#### [DATA SUPPLIED]
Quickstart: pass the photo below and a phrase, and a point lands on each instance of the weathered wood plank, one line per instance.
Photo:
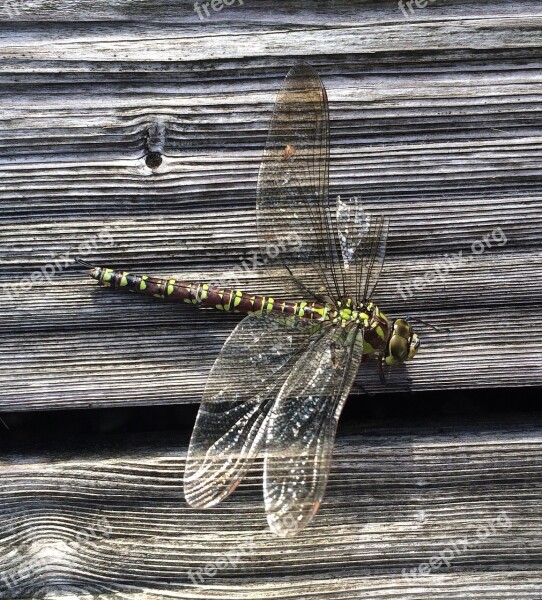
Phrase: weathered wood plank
(435, 119)
(108, 518)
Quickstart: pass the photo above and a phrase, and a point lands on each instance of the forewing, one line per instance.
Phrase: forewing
(242, 386)
(293, 212)
(302, 426)
(362, 239)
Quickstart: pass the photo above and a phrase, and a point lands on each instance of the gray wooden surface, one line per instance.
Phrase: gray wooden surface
(435, 119)
(107, 519)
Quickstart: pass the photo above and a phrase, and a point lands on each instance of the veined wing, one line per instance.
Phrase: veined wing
(362, 239)
(293, 211)
(302, 426)
(243, 385)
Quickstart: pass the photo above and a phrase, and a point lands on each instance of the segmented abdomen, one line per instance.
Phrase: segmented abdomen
(205, 295)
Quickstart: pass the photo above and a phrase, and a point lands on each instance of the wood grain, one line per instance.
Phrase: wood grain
(105, 518)
(435, 119)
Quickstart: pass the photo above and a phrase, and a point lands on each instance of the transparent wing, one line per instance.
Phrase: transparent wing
(243, 384)
(362, 239)
(293, 212)
(301, 429)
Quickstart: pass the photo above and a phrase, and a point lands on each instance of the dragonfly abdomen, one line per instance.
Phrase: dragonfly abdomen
(203, 294)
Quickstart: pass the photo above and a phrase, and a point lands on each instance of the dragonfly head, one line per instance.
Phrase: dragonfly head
(403, 343)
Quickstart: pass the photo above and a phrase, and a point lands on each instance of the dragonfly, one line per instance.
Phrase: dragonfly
(281, 379)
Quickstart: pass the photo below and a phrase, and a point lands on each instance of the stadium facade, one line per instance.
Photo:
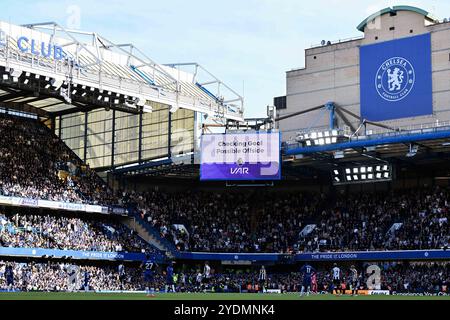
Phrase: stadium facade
(69, 99)
(110, 103)
(336, 72)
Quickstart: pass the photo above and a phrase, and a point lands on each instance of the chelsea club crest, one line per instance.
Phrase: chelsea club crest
(395, 79)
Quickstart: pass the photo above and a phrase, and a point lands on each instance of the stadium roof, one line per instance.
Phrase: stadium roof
(395, 9)
(91, 72)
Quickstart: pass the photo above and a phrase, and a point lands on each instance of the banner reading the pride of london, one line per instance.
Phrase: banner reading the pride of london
(244, 156)
(396, 79)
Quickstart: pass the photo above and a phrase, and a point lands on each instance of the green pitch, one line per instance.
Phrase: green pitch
(197, 296)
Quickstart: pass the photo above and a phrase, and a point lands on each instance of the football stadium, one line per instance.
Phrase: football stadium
(125, 179)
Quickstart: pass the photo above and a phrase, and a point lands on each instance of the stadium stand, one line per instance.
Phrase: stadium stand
(35, 164)
(27, 230)
(415, 277)
(272, 222)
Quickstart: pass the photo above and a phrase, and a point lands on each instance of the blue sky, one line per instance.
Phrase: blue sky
(249, 44)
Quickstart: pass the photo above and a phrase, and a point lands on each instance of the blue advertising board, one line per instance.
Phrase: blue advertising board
(395, 78)
(74, 254)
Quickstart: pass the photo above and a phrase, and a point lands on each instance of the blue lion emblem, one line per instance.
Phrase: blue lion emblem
(395, 79)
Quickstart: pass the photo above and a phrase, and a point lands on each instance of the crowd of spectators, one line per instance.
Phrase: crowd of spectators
(395, 278)
(36, 164)
(68, 233)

#### [STATED TASK]
Write out each line again precisely as it appears, skipping every picture.

#### [OUTPUT FOR THIS TASK]
Quickstart: pass the photo below and a phrase, and a point lands on each instance of the weathered wood plank, one line per instance.
Photo:
Phrase: weathered wood plank
(435, 119)
(108, 518)
Quickstart: pass the photo above and a phrase, and a point lands on each instance of the forewing, one line per instance.
Phrase: forewing
(242, 386)
(293, 212)
(302, 426)
(362, 239)
Quickstart: pass the photo above and a phrase, and a point lands on each instance of the gray wooden surface, one line per instance.
Phrase: gray wooden surface
(435, 119)
(107, 519)
Quickstart: pass the photo above and a phrase, and a point lands on each instance of the veined wing, one line per instance.
Phrase: veined wing
(362, 239)
(293, 211)
(302, 426)
(243, 385)
Quickstart: pass the photo above and a phrase, and a point lands on each instance of the segmented abdomen, one line per instance.
Phrase: segmented abdomen
(205, 295)
Quickstart: pass the photo above and a phrase, and a point lands on each instance of the wood grain, one line per instance.
Phrase: wood grain
(105, 518)
(435, 119)
Quickstart: pass the photo above and a phrase, and a point lands on each instance of the transparent wing, one line per instance.
Phrase: transparent wing
(243, 384)
(362, 239)
(293, 212)
(301, 429)
Quickstart: pass the photo above and a phrase, and a point lands on each instance of the dragonfly abdomen, one line per instance.
Phrase: dragonfly abdomen
(203, 294)
Quickstart: pass the photo above and a phrase, and a point lands on each instance of the dragonfly head, one line per instance.
Phrase: dragonfly head
(403, 343)
Quickstart: pass the photo above and a phrase, and a point lands on each instance of the dragonfly, one line per instance.
Phrase: dragonfly
(281, 379)
Quickstart: pass the photo below and a phrase, and a point lands on each instance of the stadium facade, one line per instance.
Photo:
Phrase: stadium facade
(69, 99)
(110, 103)
(336, 72)
Quickstart: pass the photo above and a phrase, and a point lands on each instance of the chelsea club crest, one line per instance.
Phrase: chelsea club crest
(395, 79)
Quickstart: pass the photo above and a phrase, and a point lands on each instance of the stadium roof, one line per instance.
Phrase: stadium roof
(395, 9)
(91, 72)
Quickstart: pass the photo above and a phrase, and a point lands on each instance of the banner reading the pride of london, one line per instance.
Phrase: banner reading the pride of london
(244, 156)
(396, 79)
Quickstart: pass the photo above and a phrase, and a point lands on each instance of the green pitch, one line per instance.
Phrase: green pitch
(197, 296)
Quickstart: pass the photo above and a phrase, and a point lands on each instance of the football stadium, one line per instance.
Phrase: football stadium
(125, 179)
Quickstart: pass the photo above and a phrase, and a point lands on each instance of the stadium stand, one line per instance.
Phrase: stadium stand
(35, 164)
(27, 230)
(415, 277)
(272, 222)
Quickstart: pass the photo above and a phrase, and a point lands on each instance of the blue sky, one line per instance.
Phrase: blue sky
(249, 44)
Quickstart: pass the photo above and a phrase, and a point lands on each instance of the blue advertising board, one line per instance.
Phrase: blue advertising board
(395, 78)
(74, 254)
Quickstart: pass the photo above and a phrase, and a point lands on each instance of the blue lion emblem, one line per instance.
Phrase: blue lion emblem
(395, 79)
Quickstart: pass the photo above and a phrase, and a point lands on each instance of the crowd of spectators, one line per instance.
Phrase: crowd of spectators
(395, 278)
(36, 164)
(68, 233)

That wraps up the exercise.